───── Excerpt provided

A new report from researchers at the University of Michigan takes a comprehensive look at telehealth trends, adoption, access, cost, and quality and user experience. The report is a product of research work by the Institute for Healthcare Policy and Innovation’s Telehealth Research Incubator and researchers at the University of Michigan.
Covid-19 has resulted in a huge increase in telehealth. Before the Covid-19 pandemic, less than 1% of healthcare doctors and patients had used telehealth services. However, the researcher points out that telehealth has been used for the most part as a substitute for face-to-face care.
Some notable key findings from the report:
- “Smaller and rural practices have lower rates of telehealth use.
- Compared with non-users, patients using direct-to-consumer telehealth are more likely to be female, non-elderly, live in an urban area, and have fewer comorbidities.

──────────
───── Record excerpts

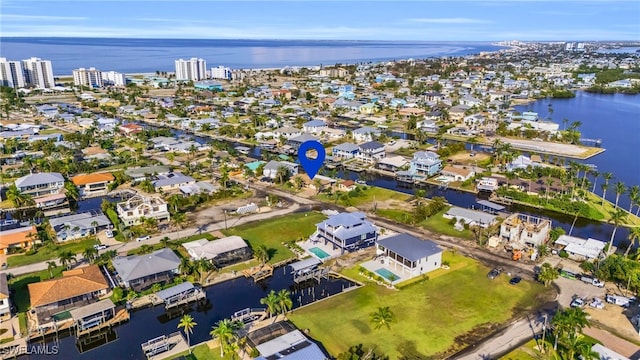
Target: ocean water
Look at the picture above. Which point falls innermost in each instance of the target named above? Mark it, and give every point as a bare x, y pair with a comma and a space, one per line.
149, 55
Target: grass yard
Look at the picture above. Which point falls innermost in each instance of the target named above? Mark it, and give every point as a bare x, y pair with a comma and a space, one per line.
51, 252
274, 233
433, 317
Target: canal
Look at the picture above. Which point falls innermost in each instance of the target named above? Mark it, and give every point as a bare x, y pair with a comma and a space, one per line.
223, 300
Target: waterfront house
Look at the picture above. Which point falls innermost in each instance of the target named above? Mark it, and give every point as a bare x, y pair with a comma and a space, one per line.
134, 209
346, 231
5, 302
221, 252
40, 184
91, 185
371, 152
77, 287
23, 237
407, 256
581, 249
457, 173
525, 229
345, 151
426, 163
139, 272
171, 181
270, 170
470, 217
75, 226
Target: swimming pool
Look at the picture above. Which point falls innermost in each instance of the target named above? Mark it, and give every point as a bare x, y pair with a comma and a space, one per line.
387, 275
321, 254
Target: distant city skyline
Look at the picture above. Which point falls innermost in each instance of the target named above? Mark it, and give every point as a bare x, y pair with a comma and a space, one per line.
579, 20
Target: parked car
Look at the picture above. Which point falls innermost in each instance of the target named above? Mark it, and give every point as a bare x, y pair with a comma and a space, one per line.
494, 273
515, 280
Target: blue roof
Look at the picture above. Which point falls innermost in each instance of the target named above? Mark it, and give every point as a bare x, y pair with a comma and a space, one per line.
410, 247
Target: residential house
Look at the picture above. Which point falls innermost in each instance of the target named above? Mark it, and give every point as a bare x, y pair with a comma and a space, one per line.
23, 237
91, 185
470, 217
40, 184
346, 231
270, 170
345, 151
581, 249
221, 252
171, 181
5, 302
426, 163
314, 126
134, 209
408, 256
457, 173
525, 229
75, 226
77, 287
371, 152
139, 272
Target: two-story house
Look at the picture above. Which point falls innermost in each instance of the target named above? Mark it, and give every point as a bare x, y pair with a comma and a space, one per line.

──────────

What to do.
a) Using the telehealth passage, list each trait that makes patients who use direct-to-consumer telehealth different from non-users.
b) Extend the telehealth passage past its final key finding.

Numbered answers.
a)
- more likely to be female
- non-elderly
- live in an urban area
- fewer comorbidities

b)
- Patients who are older, African American, need an interpreter, have Medicaid as their primary insurance, and live in a ZIP code with low broadband access were less likely to use video visits
- Patients living in rural ZIP codes were less likely to use video visiting, low broadband access, not just rurality, appears to more strongly predict the likelihood of using video visiting.
- As individual patient demographic, socioeconomic, and geographic factors will influence the likelihood of using video visits, many patients will face multifactorial barriers to care. By predicting the probability that each patient will use video visiting, the overall probability that the patient population of a particular health system, county, or state will use video visiting can be determined.
- When all costs are taken into account, video visits and in-person visits cost about the same, and patients were no more likely to cancel or not show up for a video visit than in-person visits.”
“Patients living in rural ZIP codes were less likely to use video visits, low broadband access” indicates a need to investigate “telehealth dessert” (see my research on pharmacy dessert here, here, and here). The telehealth dessert would be an interesting area of research as we look at the growing adoption strategies of telehealth.
While covid-19 has accelerated the pace of telehealth adoption, there are many unmet needs and issues to address (see here), but one thing is for sure, telehealth is here to stay and grow!